Task prompt:
Give back the full material, exactly as it reads.

Entries provided:
^^^^^^^^^^^^^^^^

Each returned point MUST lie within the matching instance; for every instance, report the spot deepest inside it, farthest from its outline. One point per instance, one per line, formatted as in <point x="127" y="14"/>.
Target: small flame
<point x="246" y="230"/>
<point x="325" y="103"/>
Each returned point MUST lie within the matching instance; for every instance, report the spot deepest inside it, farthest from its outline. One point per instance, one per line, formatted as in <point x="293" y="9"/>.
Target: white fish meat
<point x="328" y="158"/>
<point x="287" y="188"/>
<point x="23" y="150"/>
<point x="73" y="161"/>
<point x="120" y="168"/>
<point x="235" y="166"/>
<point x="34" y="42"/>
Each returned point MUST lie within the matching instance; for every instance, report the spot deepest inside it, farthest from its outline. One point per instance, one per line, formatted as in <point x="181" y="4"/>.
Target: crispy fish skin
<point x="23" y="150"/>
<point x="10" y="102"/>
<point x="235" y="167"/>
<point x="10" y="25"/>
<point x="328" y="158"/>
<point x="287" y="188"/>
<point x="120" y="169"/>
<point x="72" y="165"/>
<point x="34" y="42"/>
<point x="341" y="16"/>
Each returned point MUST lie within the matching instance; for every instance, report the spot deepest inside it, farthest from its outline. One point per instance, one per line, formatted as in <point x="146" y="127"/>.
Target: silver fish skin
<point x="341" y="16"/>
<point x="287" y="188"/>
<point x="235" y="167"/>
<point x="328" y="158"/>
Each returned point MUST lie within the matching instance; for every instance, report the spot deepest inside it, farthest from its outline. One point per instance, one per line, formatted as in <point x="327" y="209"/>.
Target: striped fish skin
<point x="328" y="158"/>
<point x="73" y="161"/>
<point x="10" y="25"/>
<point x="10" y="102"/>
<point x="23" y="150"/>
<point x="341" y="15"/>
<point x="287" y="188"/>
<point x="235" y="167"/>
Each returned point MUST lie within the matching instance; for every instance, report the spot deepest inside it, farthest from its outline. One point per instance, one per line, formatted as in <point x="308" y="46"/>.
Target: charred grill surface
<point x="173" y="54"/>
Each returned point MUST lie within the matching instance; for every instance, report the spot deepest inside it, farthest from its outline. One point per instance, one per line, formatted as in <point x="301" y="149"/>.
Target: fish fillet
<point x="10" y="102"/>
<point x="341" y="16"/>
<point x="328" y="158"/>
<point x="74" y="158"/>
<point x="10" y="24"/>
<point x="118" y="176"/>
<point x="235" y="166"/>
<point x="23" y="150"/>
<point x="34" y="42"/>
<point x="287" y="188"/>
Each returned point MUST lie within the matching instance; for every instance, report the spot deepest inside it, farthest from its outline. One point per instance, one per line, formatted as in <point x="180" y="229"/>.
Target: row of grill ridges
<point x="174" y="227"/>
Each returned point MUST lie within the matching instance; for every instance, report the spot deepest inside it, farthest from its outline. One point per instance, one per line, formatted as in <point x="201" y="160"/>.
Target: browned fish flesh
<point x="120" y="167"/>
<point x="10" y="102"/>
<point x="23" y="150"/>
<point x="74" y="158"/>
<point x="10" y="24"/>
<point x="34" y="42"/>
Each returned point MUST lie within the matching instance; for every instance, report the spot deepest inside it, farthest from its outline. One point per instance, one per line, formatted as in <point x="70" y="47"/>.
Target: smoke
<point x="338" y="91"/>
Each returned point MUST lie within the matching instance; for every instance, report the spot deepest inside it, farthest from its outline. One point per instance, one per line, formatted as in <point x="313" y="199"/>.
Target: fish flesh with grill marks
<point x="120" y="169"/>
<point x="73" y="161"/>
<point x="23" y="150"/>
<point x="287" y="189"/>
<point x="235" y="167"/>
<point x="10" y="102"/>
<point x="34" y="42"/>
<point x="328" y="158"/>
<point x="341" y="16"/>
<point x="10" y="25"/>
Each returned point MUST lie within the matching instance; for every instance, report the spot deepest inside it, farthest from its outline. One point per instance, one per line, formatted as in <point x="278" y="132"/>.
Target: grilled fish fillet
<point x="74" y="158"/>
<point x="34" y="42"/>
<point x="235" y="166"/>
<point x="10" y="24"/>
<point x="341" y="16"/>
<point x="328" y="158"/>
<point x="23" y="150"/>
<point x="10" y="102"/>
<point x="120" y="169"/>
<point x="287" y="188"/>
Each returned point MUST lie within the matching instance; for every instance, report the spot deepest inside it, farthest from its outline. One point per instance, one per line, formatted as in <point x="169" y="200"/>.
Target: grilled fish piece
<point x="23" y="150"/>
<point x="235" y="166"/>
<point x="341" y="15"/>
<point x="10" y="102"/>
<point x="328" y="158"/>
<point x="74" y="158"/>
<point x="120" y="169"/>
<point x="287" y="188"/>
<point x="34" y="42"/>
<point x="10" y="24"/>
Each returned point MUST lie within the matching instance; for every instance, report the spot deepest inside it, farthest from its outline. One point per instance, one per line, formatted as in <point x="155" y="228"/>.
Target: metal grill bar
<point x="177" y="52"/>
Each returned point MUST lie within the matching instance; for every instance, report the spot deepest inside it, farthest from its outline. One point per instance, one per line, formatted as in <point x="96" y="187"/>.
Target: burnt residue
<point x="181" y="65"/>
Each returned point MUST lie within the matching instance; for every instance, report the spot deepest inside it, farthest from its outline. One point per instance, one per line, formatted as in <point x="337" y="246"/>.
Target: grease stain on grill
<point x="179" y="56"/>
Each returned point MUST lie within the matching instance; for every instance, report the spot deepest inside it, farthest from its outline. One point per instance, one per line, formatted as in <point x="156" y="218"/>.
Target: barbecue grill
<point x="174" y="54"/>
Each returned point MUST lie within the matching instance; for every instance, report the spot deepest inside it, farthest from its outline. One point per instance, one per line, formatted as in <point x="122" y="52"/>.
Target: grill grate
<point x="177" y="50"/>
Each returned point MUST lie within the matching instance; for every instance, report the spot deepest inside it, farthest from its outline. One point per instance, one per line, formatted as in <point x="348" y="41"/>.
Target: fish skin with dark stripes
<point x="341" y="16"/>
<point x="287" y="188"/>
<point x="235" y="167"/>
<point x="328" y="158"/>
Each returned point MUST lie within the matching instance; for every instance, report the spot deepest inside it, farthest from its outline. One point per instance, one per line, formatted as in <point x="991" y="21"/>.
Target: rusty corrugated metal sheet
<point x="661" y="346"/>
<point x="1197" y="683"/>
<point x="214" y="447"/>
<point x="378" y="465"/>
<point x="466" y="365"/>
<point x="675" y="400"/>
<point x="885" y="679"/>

^^^^^^^^^^^^^^^^

Exercise answer:
Each returned point MUST lie within the matching instance; for every instance, report the spot deepest inside it, farthest from its outline. One point per instance, one per line, formatted as in <point x="127" y="14"/>.
Target: small flame
<point x="246" y="230"/>
<point x="325" y="103"/>
Each returned point MUST lie within the matching instance; for every instance, report the spot deepest inside it, farthest from its outline. One point per instance, one per line, formatted as in <point x="293" y="9"/>.
Target: white fish meat
<point x="328" y="158"/>
<point x="287" y="188"/>
<point x="23" y="150"/>
<point x="73" y="161"/>
<point x="120" y="168"/>
<point x="235" y="166"/>
<point x="34" y="42"/>
Each returned point MUST lie within the matching instance; for every instance, report the spot deepest inside it, farthest from its outline. One point per instance, one per line, formatted as in <point x="181" y="4"/>.
Target: crispy fish skin
<point x="23" y="150"/>
<point x="10" y="102"/>
<point x="235" y="167"/>
<point x="10" y="25"/>
<point x="328" y="158"/>
<point x="287" y="188"/>
<point x="120" y="169"/>
<point x="72" y="165"/>
<point x="34" y="42"/>
<point x="341" y="16"/>
Each returned point MUST lie within the matching instance; for every instance, report the spot deepest inside it, farthest from its outline. One point per instance, one per line, formatted as in <point x="146" y="127"/>.
Target: silver fish skin
<point x="341" y="16"/>
<point x="287" y="188"/>
<point x="235" y="167"/>
<point x="328" y="158"/>
Each returned point MUST lie within the matching instance; for every instance, report the spot deepest inside it, farthest from its outline. One point per instance, one per line, formatted as in <point x="327" y="209"/>.
Target: striped fish skin
<point x="328" y="158"/>
<point x="73" y="161"/>
<point x="10" y="25"/>
<point x="10" y="102"/>
<point x="23" y="150"/>
<point x="341" y="15"/>
<point x="287" y="188"/>
<point x="235" y="167"/>
Each returned point MUST lie within the matching instance; for every instance, report the spot deepest inside it, farthest from its outline. One point per instance, one per line, formatted as in <point x="308" y="46"/>.
Target: charred grill surface
<point x="173" y="54"/>
Each returned point MUST lie within the matching instance; for every instance, report the spot deepest inside it, farthest from its outline. One point per instance, one per line, formatted as in <point x="301" y="149"/>.
Target: fish fillet
<point x="10" y="102"/>
<point x="341" y="16"/>
<point x="328" y="158"/>
<point x="74" y="158"/>
<point x="10" y="24"/>
<point x="118" y="176"/>
<point x="235" y="166"/>
<point x="23" y="150"/>
<point x="34" y="42"/>
<point x="287" y="188"/>
Each returned point MUST lie within the matching instance; for every instance, report the spot deepest inside it, farthest from its outline. One point per instance, one per line, formatted as in <point x="180" y="229"/>.
Target: row of grill ridges
<point x="174" y="227"/>
Each returned point MUST lie within the matching instance; for every instance, report the spot deepest inside it, farthest from its outline. One point per instance, one per line, formatted as in <point x="201" y="160"/>.
Target: browned fish flesh
<point x="120" y="167"/>
<point x="10" y="102"/>
<point x="23" y="150"/>
<point x="74" y="158"/>
<point x="10" y="24"/>
<point x="34" y="42"/>
Each returned point MUST lie within the matching instance; for every instance, report the spot deepest inside it, farthest from its outline. One point per instance, one per line, formatted as in <point x="70" y="47"/>.
Target: smoke
<point x="338" y="91"/>
Each returned point MUST lie within the matching instance; for every instance, report the spot deepest inside it, farthest from its outline. One point per instance, one per line, formatted as in <point x="313" y="199"/>.
Target: fish flesh with grill marks
<point x="120" y="169"/>
<point x="73" y="161"/>
<point x="23" y="150"/>
<point x="287" y="189"/>
<point x="235" y="167"/>
<point x="10" y="102"/>
<point x="34" y="42"/>
<point x="328" y="158"/>
<point x="341" y="16"/>
<point x="10" y="25"/>
Each returned point MUST lie within the matching instance; for every instance, report the spot deepest inside it, farthest from its outline. One point per instance, one per line, formatted as in <point x="278" y="132"/>.
Target: grilled fish fillet
<point x="74" y="158"/>
<point x="34" y="42"/>
<point x="235" y="166"/>
<point x="10" y="24"/>
<point x="341" y="16"/>
<point x="328" y="158"/>
<point x="23" y="150"/>
<point x="10" y="102"/>
<point x="120" y="169"/>
<point x="287" y="188"/>
Each returned point MUST lie within the matching instance; for every instance, report the spot deepest inside it, farthest from its outline. One point per instance, one per line, formatted as in <point x="169" y="200"/>.
Target: grilled fish piece
<point x="23" y="150"/>
<point x="235" y="166"/>
<point x="341" y="15"/>
<point x="10" y="102"/>
<point x="328" y="158"/>
<point x="74" y="158"/>
<point x="120" y="169"/>
<point x="287" y="188"/>
<point x="34" y="42"/>
<point x="10" y="24"/>
Each returned point MUST lie within the matching instance; for every instance, report the spot deepest inside it, farthest from its outline. One point per instance, one per line, formatted as in <point x="155" y="228"/>.
Target: metal grill bar
<point x="177" y="52"/>
Each returned point MUST lie within the matching instance; for every instance, report the spot deepest inside it, farthest from its outline. One point per instance, one per line, formatted as in <point x="96" y="187"/>.
Target: burnt residue
<point x="181" y="65"/>
Each returned point MUST lie within the matching instance; for every instance, report the spot deepest inside it, farthest from its outline. One point per instance, one per line, formatted as in <point x="337" y="246"/>.
Target: grease stain on grill
<point x="179" y="56"/>
Each returned point MUST lie within the matching instance; for every instance, report the spot deepest inside it, farthest from its outline. One point per instance, one per line, formatted as in <point x="156" y="218"/>.
Target: barbecue grill
<point x="174" y="54"/>
Each returned point MUST lie within the matching instance; for every instance, report the spot deepest inside it, farthest from its outline. One point per instance, one per line, formatted as in <point x="122" y="52"/>.
Target: grill grate
<point x="177" y="50"/>
Each returned point MUST lie within the matching instance; for every instance, report the spot deepest inside it, farthest from its outline. One point per instance, one per line, formatted as in <point x="348" y="41"/>.
Target: fish skin with dark stripes
<point x="341" y="16"/>
<point x="287" y="188"/>
<point x="235" y="167"/>
<point x="328" y="158"/>
Each returned point MUST lie within the matching instance; for every instance, report the spot deepest inside it, farthest from its outline. One point per instance, one per line, formatted as in <point x="991" y="21"/>.
Target: rusty corrugated metal sheet
<point x="661" y="346"/>
<point x="1197" y="683"/>
<point x="214" y="447"/>
<point x="378" y="465"/>
<point x="466" y="365"/>
<point x="675" y="400"/>
<point x="885" y="679"/>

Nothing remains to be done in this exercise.